- TASK DESCRIPTION: Rescale the rows between the line holding "photo below, one" and the line holding "point(227, 44)", inclusive, by writing out every line in that span, requests included, with each answer coordinate multiplied by 2.5 and rounded to a whole number, halves rounded up. Leave the pictures out and keep every request unchanged.

--- Begin ---

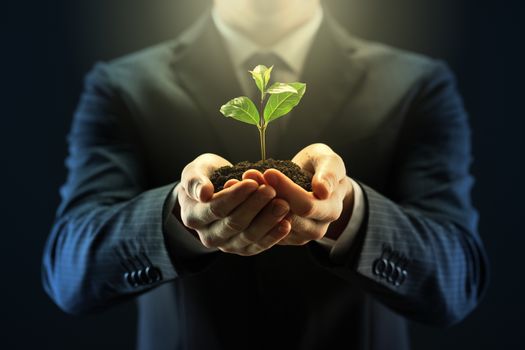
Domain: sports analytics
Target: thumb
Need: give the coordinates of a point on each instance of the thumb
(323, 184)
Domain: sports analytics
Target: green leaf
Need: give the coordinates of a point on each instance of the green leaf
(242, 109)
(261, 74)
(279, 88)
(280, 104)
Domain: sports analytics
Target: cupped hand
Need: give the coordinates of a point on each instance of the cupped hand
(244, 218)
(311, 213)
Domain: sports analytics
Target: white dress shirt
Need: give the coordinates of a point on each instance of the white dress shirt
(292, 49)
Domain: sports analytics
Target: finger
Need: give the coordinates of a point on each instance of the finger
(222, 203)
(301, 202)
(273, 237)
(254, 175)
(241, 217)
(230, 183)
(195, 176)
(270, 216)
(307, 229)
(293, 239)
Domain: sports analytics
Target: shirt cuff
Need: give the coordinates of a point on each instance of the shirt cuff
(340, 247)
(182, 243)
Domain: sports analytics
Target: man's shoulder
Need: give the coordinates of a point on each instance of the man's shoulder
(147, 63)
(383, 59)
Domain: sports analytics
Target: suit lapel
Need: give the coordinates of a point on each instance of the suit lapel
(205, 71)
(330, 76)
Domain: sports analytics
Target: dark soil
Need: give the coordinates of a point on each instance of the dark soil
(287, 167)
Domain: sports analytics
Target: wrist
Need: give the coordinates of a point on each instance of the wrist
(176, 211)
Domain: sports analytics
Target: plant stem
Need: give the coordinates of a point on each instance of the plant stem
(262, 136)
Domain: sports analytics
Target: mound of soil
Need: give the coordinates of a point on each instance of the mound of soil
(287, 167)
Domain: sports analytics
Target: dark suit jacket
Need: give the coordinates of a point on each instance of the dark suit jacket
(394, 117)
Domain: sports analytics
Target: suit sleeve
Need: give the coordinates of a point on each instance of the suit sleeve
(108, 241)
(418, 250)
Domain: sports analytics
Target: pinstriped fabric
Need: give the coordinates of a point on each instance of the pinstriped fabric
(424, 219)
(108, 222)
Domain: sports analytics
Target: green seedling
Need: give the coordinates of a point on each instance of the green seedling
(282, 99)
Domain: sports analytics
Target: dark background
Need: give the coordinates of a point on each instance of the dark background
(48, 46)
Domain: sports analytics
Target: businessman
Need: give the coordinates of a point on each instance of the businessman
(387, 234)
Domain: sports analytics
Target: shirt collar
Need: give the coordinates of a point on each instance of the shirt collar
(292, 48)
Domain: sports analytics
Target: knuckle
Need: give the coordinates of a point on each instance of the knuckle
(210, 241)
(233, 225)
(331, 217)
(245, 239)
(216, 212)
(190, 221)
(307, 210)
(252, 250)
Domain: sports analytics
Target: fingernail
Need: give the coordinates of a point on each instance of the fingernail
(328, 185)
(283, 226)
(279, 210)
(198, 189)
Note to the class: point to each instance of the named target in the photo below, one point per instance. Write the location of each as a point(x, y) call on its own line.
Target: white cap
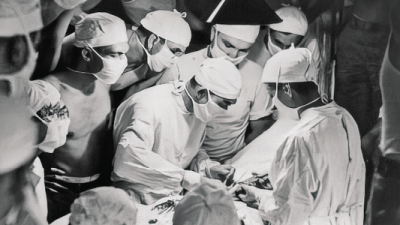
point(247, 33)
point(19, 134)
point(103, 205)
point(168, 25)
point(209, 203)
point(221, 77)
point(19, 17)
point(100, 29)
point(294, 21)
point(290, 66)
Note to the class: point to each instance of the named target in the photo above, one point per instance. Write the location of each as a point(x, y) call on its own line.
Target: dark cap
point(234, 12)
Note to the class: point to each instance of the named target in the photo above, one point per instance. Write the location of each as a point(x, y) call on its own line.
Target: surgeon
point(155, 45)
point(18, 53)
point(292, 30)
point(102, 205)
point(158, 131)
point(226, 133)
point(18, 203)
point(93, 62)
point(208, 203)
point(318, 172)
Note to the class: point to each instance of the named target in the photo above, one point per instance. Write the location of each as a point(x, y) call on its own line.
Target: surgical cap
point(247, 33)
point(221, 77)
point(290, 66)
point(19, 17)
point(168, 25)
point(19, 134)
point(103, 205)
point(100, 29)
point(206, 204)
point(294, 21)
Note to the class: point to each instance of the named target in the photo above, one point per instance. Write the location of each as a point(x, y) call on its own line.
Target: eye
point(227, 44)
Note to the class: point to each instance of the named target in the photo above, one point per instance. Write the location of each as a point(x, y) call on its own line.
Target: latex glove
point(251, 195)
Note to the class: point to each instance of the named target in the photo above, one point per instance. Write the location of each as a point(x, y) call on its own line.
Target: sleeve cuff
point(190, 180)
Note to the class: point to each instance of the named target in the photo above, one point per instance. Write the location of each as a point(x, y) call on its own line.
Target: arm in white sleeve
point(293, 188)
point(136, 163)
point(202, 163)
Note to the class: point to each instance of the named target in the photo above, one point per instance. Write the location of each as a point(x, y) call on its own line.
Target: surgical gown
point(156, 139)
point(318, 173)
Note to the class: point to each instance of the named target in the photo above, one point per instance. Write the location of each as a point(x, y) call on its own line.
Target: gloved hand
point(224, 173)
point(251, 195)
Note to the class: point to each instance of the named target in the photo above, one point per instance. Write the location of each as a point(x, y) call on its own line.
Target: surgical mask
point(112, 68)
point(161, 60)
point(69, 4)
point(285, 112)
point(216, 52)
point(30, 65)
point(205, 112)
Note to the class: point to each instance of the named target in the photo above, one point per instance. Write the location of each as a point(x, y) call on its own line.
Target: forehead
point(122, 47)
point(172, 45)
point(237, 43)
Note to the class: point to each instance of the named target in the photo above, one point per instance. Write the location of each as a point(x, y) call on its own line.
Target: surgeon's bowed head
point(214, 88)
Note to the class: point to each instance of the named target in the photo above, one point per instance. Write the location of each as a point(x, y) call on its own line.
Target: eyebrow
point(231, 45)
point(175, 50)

--- End ---

- FINISHED TASK:
Note to the class: point to each instance of the named target in the photo below, one point per instance. Write the location of each as a point(x, y) call on its own line.
Target: white cap
point(618, 83)
point(48, 335)
point(258, 513)
point(420, 63)
point(523, 508)
point(553, 193)
point(48, 43)
point(250, 73)
point(735, 53)
point(725, 165)
Note to the class: point to each instance of the named target in the photo above, one point per instance. Write the location of each as a point(x, y) call on its own line.
Target: dark cap
point(585, 30)
Note to the class: point to each instance of the named target in the photo above, one point per instance. Write the location of each as a point(x, y) call on its own line.
Target: surgeon
point(388, 113)
point(45, 133)
point(730, 75)
point(255, 513)
point(395, 328)
point(565, 333)
point(45, 508)
point(233, 155)
point(520, 508)
point(795, 430)
Note to the class: point to each instance of the named target in the photo above, one point per instance. Write the location of each as a point(x, y) call on its own line.
Target: surgical cap
point(618, 83)
point(553, 193)
point(725, 165)
point(48, 43)
point(420, 63)
point(48, 335)
point(258, 513)
point(250, 73)
point(515, 510)
point(735, 53)
Note to the class: point to each instance of the named target in the photo above, one point per instance. Write the location of each as a point(x, y) call on its own line.
Target: eye
point(568, 110)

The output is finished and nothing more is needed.